Which lines in the records below contain the word "plate"? Gather every such line in full, treating uppercase and lowercase as different.

** start of Data lines **

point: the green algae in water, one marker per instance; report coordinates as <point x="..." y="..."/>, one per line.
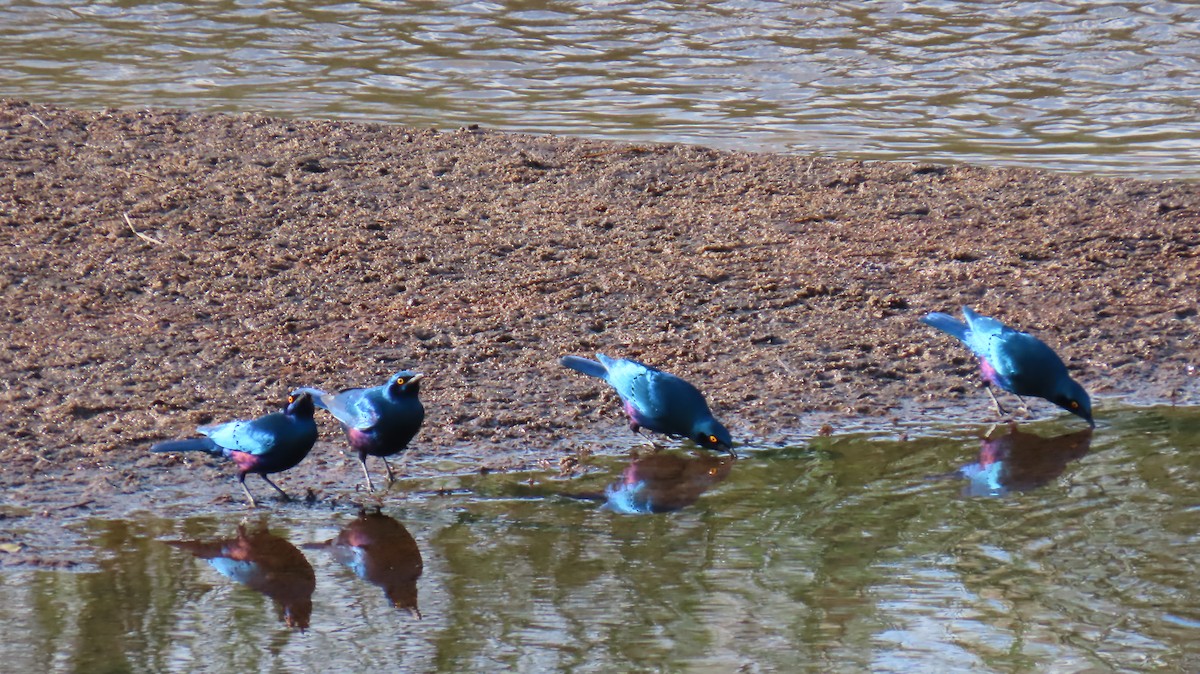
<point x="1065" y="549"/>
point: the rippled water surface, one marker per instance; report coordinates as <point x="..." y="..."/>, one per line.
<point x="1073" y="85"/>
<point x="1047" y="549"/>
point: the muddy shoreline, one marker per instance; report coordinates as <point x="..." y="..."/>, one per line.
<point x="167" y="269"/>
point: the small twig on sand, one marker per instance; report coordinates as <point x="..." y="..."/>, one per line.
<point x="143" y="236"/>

** end of Data lines **
** start of Data lines **

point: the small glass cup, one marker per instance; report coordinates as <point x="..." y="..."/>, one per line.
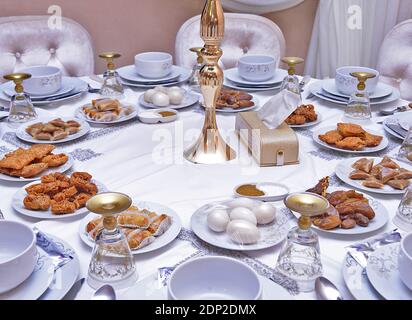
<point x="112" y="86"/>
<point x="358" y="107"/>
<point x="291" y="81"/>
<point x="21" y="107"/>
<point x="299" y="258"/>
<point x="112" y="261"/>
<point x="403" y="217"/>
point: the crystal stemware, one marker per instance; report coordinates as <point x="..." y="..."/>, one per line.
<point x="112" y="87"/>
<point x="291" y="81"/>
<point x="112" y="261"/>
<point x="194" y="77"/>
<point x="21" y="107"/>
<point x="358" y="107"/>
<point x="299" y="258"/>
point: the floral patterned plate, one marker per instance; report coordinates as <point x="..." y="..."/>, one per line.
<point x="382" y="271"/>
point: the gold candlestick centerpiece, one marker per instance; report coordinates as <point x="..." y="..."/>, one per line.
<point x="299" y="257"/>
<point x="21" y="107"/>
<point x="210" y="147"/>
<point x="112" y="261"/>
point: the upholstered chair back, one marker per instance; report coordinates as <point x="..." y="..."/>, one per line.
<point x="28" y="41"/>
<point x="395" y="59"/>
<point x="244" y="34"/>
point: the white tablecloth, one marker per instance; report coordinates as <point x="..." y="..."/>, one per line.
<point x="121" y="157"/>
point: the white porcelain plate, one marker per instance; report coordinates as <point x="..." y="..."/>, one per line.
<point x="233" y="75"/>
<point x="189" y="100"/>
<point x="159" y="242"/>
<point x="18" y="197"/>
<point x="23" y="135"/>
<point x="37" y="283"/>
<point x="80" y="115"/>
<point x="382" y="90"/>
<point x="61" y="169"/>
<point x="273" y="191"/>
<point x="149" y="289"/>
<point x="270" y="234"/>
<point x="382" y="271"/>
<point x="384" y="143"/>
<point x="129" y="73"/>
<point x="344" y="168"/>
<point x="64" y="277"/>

** end of Data lines **

Response:
point: the floral patterned plate, one marker per instance; report coordinates as <point x="..." y="..."/>, one per line.
point: the white porcelain plate, one marker per instance; report coordinates as <point x="..." y="..."/>, one per line.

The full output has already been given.